Case Name : Amit Dineshchandra Patel Vs Reserve Bank of India (Gujarat High Court)
Appeal Number : R/Special Civil Application No. 19008 of 2022
Date of Judgement/Order : 02/01/2024
Related Assessment Year :

Amit Dineshchandra Patel Vs Reserve Bank of India (Gujarat High Court)

The Gujarat High Court’s judgment in the case of Amit Dineshchandra Patel Vs Reserve Bank of India represents a pivotal moment in the jurisprudence surrounding banking fraud in India. This judgment underlines the necessity of adhering to the principles of natural justice, particularly the rule of audi alteram partem, before a borrower’s account is classified as fraudulent by lending institutions.

Summary of the Case:

The petitioners, associated with M/s Syntex Industries Limited, challenged the decision of respondent banks, taken during a Joint Lenders Meeting, to declare the company’s account as fraudulent. This action was taken following the discovery of discrepancies in the company’s financial statements for the fiscal years 2014-15, 2015-16, and 2016-17, specifically concerning the partial or non-recognition of interest costs on borrowings deemed as Non-Performing Assets (NPAs) by the banks.

Key Points from the Judgment:

  1. Violation of Natural Justice: The court emphasized that the lender banks failed to observe the principles of natural justice by not providing the petitioners with the forensic audit reports upon which the fraud declaration was based. This omission denied the petitioners the opportunity to address and contest the findings prior to the account’s classification as fraudulent.
  2. Reference to Apex Court’s Directive: The judgment referenced the Supreme Court’s stance in State Bank of India and Others v. Rajesh Agarwal and Others, which mandated the integration of the principles of natural justice into the Master Directions on Frauds (2016). Specifically, it highlighted the necessity for borrowers to be furnished with audit reports and allowed to make representations before their accounts could be deemed fraudulent.
  3. Requirement for Reasoned Orders: Another critical aspect underscored by this judgment is the requirement for lending institutions to issue reasoned orders upon the objections raised by borrowers against the classification of their accounts as fraudulent. This requirement ensures transparency and fairness in the decision-making process.
  4. Remediation and Compliance: The court directed the respondent banks to furnish the petitioners with the forensic audit and supplementary reports, afford them a reasonable opportunity to submit their representations, and conclude the proceedings by passing a reasoned order in accordance with the principles laid down by the Supreme Court.

Implications of the Judgment:

This judgment has far-reaching implications for both lenders and borrowers within the Indian banking sector:

  • Enhanced Transparency: Lending institutions must now ensure a higher degree of transparency in their fraud detection and declaration processes. This involves sharing critical documents, like forensic audit reports, with borrowers before classifying accounts as fraudulent.
  • Adherence to Natural Justice: The judgment reinforces the importance of adhering to the principles of natural justice, especially in cases involving significant repercussions for borrowers, such as the classification of accounts as fraudulent.
  • Judicial Oversight: The judgment also exemplifies the judiciary’s role in ensuring that regulatory directives, especially those concerning fraud detection and declaration, are implemented in a fair and just manner.
  • Operational Changes: Banks and financial institutions may need to revise their internal processes and protocols to comply with the directives of this judgment, ensuring that borrowers are given a fair opportunity to contest allegations of fraud.

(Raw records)
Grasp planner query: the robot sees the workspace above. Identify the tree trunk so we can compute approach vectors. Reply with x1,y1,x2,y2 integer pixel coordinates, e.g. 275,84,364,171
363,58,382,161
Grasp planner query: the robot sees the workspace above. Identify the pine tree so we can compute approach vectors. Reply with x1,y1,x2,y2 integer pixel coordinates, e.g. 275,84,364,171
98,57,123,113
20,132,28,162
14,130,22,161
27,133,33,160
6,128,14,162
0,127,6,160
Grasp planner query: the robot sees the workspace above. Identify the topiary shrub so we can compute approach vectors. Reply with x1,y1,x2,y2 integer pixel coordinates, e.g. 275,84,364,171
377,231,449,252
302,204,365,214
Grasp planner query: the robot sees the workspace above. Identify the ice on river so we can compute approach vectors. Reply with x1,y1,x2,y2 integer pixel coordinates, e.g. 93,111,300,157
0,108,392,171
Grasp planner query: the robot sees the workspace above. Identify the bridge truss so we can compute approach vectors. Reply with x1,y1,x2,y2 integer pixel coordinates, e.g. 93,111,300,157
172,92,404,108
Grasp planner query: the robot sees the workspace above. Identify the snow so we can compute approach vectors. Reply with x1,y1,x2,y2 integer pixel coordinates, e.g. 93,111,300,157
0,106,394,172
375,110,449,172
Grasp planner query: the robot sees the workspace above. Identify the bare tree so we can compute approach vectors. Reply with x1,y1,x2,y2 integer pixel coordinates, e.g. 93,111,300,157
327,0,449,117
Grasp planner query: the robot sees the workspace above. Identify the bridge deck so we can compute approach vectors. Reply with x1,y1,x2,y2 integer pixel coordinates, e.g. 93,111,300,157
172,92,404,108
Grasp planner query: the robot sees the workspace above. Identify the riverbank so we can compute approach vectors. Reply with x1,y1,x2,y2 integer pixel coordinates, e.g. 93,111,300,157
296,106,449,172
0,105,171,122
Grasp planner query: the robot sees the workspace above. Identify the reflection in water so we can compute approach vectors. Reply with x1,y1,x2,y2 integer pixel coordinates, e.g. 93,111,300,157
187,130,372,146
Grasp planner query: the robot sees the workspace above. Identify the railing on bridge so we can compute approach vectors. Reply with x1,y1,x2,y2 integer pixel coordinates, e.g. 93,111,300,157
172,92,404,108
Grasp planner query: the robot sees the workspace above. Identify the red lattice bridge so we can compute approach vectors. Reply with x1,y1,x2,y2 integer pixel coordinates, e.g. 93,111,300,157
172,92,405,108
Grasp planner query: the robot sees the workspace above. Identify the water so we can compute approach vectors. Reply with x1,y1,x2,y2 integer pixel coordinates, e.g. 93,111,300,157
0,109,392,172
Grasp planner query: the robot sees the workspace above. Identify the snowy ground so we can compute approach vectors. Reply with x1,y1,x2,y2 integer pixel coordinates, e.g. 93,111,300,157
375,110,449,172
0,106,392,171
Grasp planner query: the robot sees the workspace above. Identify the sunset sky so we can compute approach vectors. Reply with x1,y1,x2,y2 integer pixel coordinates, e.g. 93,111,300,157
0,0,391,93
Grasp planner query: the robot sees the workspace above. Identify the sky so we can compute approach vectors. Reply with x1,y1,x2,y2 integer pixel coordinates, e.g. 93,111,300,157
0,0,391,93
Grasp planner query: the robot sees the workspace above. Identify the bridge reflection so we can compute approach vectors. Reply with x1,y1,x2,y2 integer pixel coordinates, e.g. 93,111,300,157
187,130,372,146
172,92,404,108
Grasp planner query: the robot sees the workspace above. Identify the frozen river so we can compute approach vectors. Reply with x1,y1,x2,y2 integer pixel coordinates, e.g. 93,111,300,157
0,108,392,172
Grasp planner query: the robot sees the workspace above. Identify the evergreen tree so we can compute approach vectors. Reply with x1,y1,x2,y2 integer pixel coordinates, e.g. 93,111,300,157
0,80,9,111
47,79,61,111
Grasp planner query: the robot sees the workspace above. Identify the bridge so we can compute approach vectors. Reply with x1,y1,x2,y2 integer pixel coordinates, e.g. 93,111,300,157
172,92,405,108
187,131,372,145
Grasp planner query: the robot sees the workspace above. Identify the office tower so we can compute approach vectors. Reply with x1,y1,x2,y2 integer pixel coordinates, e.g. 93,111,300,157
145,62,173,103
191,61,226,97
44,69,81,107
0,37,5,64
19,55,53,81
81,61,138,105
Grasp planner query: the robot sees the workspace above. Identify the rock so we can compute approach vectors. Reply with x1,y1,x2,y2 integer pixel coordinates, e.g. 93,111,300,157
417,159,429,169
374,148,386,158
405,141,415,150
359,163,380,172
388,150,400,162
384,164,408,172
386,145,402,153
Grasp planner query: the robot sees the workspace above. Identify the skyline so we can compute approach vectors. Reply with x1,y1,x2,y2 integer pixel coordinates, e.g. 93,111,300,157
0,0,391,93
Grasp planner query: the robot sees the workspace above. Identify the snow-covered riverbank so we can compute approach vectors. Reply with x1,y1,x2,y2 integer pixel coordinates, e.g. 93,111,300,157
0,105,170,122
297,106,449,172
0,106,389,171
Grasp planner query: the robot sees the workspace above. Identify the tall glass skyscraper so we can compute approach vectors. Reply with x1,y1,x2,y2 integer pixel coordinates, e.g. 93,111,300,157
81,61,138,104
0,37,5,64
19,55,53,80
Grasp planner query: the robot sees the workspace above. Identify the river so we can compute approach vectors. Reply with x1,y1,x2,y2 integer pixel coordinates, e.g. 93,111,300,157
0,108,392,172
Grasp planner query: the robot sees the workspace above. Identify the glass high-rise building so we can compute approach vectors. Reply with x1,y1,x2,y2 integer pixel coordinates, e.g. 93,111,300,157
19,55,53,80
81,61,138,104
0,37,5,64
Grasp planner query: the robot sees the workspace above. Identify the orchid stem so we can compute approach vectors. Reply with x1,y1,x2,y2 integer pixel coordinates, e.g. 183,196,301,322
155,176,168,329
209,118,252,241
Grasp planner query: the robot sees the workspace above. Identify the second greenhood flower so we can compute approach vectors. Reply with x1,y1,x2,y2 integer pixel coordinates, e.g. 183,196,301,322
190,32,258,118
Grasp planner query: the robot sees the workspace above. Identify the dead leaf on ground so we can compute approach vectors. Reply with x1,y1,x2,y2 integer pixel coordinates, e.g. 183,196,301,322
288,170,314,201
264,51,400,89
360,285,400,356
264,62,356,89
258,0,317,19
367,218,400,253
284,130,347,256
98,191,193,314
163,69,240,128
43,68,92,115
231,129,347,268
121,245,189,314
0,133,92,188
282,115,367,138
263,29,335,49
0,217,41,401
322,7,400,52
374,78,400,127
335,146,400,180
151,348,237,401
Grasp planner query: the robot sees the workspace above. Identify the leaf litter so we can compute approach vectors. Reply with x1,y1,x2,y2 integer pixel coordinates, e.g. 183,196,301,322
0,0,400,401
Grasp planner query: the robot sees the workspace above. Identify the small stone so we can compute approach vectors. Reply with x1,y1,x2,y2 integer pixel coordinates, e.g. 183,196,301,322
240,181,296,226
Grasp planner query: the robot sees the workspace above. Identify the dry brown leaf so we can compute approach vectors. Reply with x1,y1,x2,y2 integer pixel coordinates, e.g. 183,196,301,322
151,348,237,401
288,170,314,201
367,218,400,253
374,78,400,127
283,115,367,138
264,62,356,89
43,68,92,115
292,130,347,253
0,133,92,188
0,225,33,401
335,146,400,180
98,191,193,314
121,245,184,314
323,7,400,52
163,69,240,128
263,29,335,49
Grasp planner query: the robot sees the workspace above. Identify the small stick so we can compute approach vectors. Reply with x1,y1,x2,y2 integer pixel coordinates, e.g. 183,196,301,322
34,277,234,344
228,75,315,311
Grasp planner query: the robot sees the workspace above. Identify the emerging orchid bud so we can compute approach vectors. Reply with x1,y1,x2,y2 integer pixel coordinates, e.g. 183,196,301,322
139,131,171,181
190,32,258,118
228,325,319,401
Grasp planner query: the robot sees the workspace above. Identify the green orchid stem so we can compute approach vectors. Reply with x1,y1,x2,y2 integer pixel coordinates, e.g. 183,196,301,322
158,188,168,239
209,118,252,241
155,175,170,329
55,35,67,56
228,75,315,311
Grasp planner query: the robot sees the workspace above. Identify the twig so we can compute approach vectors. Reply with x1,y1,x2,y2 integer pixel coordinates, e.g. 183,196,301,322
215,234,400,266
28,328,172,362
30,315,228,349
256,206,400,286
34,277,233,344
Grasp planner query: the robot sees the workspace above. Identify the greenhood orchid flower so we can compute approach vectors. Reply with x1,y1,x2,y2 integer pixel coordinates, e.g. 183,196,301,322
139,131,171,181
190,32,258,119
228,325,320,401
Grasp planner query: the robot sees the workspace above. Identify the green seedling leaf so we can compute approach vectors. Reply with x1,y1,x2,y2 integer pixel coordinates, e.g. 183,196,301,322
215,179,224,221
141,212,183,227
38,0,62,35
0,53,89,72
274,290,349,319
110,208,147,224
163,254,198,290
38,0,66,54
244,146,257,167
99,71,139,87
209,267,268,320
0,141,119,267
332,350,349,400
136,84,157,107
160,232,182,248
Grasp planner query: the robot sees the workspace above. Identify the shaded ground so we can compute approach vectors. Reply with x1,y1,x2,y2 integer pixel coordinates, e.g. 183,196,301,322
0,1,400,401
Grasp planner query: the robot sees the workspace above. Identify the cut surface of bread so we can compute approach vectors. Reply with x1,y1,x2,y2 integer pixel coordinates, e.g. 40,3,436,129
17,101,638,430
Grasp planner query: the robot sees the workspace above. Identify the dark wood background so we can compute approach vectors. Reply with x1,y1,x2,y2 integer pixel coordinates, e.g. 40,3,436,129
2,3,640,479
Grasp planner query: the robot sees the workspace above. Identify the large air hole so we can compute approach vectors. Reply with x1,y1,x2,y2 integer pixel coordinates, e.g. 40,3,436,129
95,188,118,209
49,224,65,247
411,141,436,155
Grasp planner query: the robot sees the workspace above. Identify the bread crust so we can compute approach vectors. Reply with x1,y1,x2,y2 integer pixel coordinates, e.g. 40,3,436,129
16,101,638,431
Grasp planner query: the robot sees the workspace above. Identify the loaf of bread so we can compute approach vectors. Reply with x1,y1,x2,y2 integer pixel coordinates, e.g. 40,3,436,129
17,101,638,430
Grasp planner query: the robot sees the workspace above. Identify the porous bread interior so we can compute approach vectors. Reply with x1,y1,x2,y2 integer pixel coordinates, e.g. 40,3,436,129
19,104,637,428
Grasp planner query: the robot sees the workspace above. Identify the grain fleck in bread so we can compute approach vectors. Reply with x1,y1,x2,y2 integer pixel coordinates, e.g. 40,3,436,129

→ **Job**
Please reproduce word for word the stretch of the bank fraud ruling summary above from "This judgment has" through "and just manner.".

→ **The output**
This judgment has far-reaching implications for both lenders and borrowers within the Indian banking sector:

  • Enhanced Transparency: Lending institutions must now ensure a higher degree of transparency in their fraud detection and declaration processes. This involves sharing critical documents, like forensic audit reports, with borrowers before classifying accounts as fraudulent.
  • Adherence to Natural Justice: The judgment reinforces the importance of adhering to the principles of natural justice, especially in cases involving significant repercussions for borrowers, such as the classification of accounts as fraudulent.
  • Judicial Oversight: The judgment also exemplifies the judiciary’s role in ensuring that regulatory directives, especially those concerning fraud detection and declaration, are implemented in a fair and just manner.